Excerpt provided »
>>>
- General manager: Marc-Angelo Soumah
- Head coach: Marc Mattioli
- Home stadium: Stade Jean Bouin

= 2023 Paris Musketeers season =

American football team in France

The 2023 Paris Musketeers season is the inaugural season of the Paris Musketeers team in the European League of Football for the 2023 season.

==Preseason==
After the announcement of the long awaited franchise, the front office was presented. It consists of Patrick Butler, CFL Grey Cup winner Jason Johnson and John McKeon, all operating as directors. Further general manager Marc-Angelo Soumah and president Frantzy Dorlean are member of the board.

The head coach of the franchise for the first season will be former Vanderbilt Commodores' defensive secondary coach Marc Mattioli.
<<<
Available data »
>>>
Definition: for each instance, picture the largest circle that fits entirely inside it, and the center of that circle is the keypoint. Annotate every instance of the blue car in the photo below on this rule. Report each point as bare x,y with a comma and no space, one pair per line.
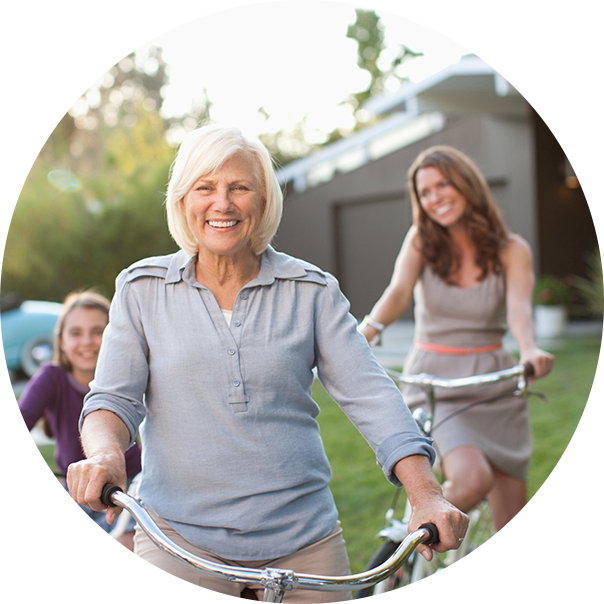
<<<
Requirement » Write the next part of the 2023 Paris Musketeers season article, picking up right after the sentence naming Marc Mattioli as head coach.

Exercise response »
The first ever tryout camp of the team was organized on 20 November 2022 with around 240 French and international players in attendance in the Paris La Défense Arena. Shortly after, the first players were announced with French nationals Mamadou Sy and Mamadou Doumbouya, both having their origins from the national league champion La Courneuve Flash. Further building blocks of the roster consists of the first ever franchise quarterback Zach Edwards and wide receiver Kyle Sweet, both coming from the Barcelona Dragons.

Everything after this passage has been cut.